### Prompt:
Convert every line of the rows below into a JSON list of strings with one string per line. Omit blank lines.

### Labeled shape rows:
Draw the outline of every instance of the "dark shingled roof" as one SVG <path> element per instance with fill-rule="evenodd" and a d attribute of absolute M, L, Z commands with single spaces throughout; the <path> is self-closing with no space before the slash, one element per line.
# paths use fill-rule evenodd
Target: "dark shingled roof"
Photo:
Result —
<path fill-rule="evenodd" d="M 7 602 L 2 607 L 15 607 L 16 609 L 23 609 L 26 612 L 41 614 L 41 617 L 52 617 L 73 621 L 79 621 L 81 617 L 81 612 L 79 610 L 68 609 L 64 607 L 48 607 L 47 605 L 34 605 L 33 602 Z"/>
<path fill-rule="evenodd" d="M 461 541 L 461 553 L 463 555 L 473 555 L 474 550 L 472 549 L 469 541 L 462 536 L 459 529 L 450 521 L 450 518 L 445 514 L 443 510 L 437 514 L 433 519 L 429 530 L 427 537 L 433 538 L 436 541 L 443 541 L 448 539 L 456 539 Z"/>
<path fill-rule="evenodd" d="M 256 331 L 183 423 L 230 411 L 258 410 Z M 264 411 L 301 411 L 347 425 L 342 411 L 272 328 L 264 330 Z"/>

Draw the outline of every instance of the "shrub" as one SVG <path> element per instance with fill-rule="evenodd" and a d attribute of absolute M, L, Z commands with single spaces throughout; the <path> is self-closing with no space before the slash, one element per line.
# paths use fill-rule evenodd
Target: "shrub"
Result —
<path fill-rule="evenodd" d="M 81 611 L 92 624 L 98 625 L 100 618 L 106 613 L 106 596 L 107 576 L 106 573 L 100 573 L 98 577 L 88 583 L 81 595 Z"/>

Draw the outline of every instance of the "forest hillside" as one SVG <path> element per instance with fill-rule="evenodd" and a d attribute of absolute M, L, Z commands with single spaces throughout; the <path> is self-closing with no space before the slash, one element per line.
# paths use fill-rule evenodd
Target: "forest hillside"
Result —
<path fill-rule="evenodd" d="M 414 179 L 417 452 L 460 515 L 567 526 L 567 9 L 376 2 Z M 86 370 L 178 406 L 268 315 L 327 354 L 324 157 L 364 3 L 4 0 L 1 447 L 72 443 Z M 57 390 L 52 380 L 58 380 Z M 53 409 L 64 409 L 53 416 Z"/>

### Solution to this task:
[
  "Draw the outline of every instance of the \"dark shingled roof\" as one SVG <path> element per instance with fill-rule=\"evenodd\" and a d attribute of absolute M, L, Z commands with single spaces throughout; the <path> is self-closing with no space before the slash, one element per line.",
  "# paths use fill-rule evenodd",
  "Target: \"dark shingled roof\"",
  "Photo:",
  "Result —",
  "<path fill-rule=\"evenodd\" d=\"M 7 602 L 2 607 L 15 607 L 16 609 L 23 609 L 26 612 L 41 614 L 41 617 L 52 617 L 73 621 L 79 621 L 81 617 L 81 612 L 79 610 L 68 609 L 64 607 L 48 607 L 47 605 L 34 605 L 33 602 Z\"/>",
  "<path fill-rule=\"evenodd\" d=\"M 461 541 L 461 553 L 463 555 L 473 555 L 474 550 L 472 549 L 469 541 L 462 536 L 459 529 L 450 521 L 450 518 L 445 514 L 443 510 L 437 514 L 433 519 L 429 530 L 427 537 L 433 538 L 436 541 L 443 541 L 448 539 L 456 539 Z\"/>",
  "<path fill-rule=\"evenodd\" d=\"M 256 331 L 183 423 L 230 411 L 258 410 Z M 264 411 L 301 411 L 347 425 L 342 411 L 272 328 L 264 330 Z\"/>",
  "Draw the outline of every instance of the \"shrub\" as one SVG <path> element per instance with fill-rule=\"evenodd\" and a d attribute of absolute M, L, Z commands with single spaces throughout; the <path> is self-closing with no space before the slash, one element per line.",
  "# paths use fill-rule evenodd",
  "Target: \"shrub\"",
  "Result —",
  "<path fill-rule=\"evenodd\" d=\"M 81 611 L 92 624 L 98 625 L 100 618 L 106 613 L 106 596 L 107 576 L 106 573 L 100 573 L 98 577 L 88 583 L 81 595 Z\"/>",
  "Draw the outline of every instance of the \"forest hillside\" as one SVG <path> element per instance with fill-rule=\"evenodd\" and a d attribute of absolute M, L, Z commands with single spaces throughout; the <path> is self-closing with no space before the slash, one element per line.",
  "# paths use fill-rule evenodd",
  "Target: \"forest hillside\"",
  "Result —",
  "<path fill-rule=\"evenodd\" d=\"M 414 179 L 417 452 L 460 515 L 567 526 L 567 9 L 376 2 Z M 86 370 L 178 406 L 268 315 L 327 354 L 324 157 L 364 3 L 4 0 L 1 447 L 72 443 Z M 57 390 L 52 380 L 58 380 Z M 53 409 L 64 409 L 53 416 Z\"/>"
]